What is expected
Copy all the records exactly; the complete set is the expected result.

Saved entries
☆ ☆ ☆ ☆ ☆ ☆ ☆
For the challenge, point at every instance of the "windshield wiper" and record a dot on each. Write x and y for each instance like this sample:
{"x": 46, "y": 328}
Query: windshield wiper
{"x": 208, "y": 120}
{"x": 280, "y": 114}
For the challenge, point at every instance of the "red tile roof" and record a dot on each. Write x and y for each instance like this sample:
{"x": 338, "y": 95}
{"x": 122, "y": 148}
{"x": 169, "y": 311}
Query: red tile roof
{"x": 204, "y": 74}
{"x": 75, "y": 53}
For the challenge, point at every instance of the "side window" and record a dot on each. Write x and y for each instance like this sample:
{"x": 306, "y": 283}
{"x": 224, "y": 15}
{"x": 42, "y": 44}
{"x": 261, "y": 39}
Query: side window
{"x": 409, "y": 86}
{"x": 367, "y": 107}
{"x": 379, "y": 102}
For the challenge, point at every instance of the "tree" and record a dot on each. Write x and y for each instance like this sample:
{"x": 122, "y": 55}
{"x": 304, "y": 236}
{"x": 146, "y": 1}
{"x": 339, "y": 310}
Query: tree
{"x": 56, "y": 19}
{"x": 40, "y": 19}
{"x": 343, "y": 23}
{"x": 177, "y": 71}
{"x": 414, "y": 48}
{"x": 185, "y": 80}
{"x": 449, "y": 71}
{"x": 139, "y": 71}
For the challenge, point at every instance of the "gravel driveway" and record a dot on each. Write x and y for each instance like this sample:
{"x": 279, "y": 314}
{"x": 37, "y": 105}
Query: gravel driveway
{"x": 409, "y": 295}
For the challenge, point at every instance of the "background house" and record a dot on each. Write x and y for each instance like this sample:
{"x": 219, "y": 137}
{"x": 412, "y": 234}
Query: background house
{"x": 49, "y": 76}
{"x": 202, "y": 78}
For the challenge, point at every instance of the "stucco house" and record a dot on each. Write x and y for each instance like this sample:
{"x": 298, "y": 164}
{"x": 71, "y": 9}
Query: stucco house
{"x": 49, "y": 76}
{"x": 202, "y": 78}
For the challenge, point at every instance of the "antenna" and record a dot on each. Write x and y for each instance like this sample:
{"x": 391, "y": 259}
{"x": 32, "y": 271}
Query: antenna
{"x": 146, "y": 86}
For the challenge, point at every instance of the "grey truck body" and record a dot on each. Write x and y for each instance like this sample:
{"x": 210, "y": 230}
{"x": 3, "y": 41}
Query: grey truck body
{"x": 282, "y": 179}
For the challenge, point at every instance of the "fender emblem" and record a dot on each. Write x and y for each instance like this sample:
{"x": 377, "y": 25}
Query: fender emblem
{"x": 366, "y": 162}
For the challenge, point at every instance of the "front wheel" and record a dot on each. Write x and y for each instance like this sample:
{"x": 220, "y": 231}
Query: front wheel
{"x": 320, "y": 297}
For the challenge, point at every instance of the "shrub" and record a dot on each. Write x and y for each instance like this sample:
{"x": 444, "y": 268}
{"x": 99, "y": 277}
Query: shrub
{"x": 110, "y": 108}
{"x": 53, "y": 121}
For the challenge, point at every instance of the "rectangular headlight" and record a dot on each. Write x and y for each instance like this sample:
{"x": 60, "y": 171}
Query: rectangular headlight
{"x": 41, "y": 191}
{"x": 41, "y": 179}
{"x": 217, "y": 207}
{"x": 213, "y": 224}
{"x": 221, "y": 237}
☆ ☆ ☆ ☆ ☆ ☆ ☆
Task solution
For the challenge, point at every instance of the "windshield wiper" and record a dot on each. Write x and y for each instance like this sample:
{"x": 46, "y": 328}
Query: windshield wiper
{"x": 208, "y": 120}
{"x": 280, "y": 114}
For the challenge, point at every instance of the "red tile roof" and record a dot on each. Write x and y for each instance like this sample:
{"x": 338, "y": 95}
{"x": 122, "y": 148}
{"x": 169, "y": 311}
Query: red tile roof
{"x": 204, "y": 74}
{"x": 75, "y": 53}
For the challenge, point at every instance of the "side window" and record a dot on each. Write x and y for each instance like this sample:
{"x": 306, "y": 283}
{"x": 224, "y": 15}
{"x": 42, "y": 44}
{"x": 261, "y": 39}
Query: side window
{"x": 409, "y": 86}
{"x": 367, "y": 107}
{"x": 379, "y": 102}
For the challenge, point at every instance of the "tree" and record a dot on each. Write x and y for each instance like this sample:
{"x": 122, "y": 55}
{"x": 304, "y": 236}
{"x": 146, "y": 1}
{"x": 339, "y": 310}
Query: tree
{"x": 56, "y": 19}
{"x": 40, "y": 19}
{"x": 343, "y": 23}
{"x": 177, "y": 71}
{"x": 414, "y": 48}
{"x": 185, "y": 80}
{"x": 449, "y": 71}
{"x": 139, "y": 71}
For the challenge, point at every instance of the "gravel driveway" and record a dot on each. Write x and y for each instance like this sample:
{"x": 279, "y": 314}
{"x": 37, "y": 105}
Query: gravel driveway
{"x": 409, "y": 295}
For the challenge, point at every instance of the "background house" and record a dot on each. Write x and y for each instance like this sample:
{"x": 219, "y": 137}
{"x": 412, "y": 234}
Query: background house
{"x": 49, "y": 76}
{"x": 202, "y": 78}
For the challenge, point at every instance of the "stucco house" and record a dot on each. Write x and y for each instance like this sample:
{"x": 298, "y": 164}
{"x": 71, "y": 9}
Query: stucco house
{"x": 49, "y": 76}
{"x": 202, "y": 78}
For the challenge, point at every instance of the "antenna" and record a dot on each. Write x and y for each instance like this sample:
{"x": 391, "y": 259}
{"x": 32, "y": 271}
Query: antenna
{"x": 146, "y": 86}
For the challenge, point at every instance of the "grey truck body" and record a dot on each. Write x and y for each instance like this sample:
{"x": 210, "y": 230}
{"x": 3, "y": 41}
Query: grey truck body
{"x": 282, "y": 179}
For the challenge, point at every instance of the "fender emblem" and record a dot on each. Write x and y for each instance like this sample:
{"x": 377, "y": 25}
Query: fender emblem
{"x": 366, "y": 162}
For the challenge, point at every instance of the "front wheel" and record a dot on each. Write x and y for each instance like this sample:
{"x": 220, "y": 231}
Query: front wheel
{"x": 320, "y": 297}
For the challenge, point at every instance of the "shrub" and record a dot on each. Write x and y for each instance like this sample:
{"x": 444, "y": 268}
{"x": 99, "y": 277}
Query: shrub
{"x": 110, "y": 108}
{"x": 53, "y": 121}
For the challenge, point at every instance of the "rectangular headlight" and record a dot on each. Write x and y for each instance like this sample:
{"x": 60, "y": 171}
Query: rectangular headlight
{"x": 41, "y": 191}
{"x": 41, "y": 179}
{"x": 217, "y": 207}
{"x": 213, "y": 224}
{"x": 221, "y": 237}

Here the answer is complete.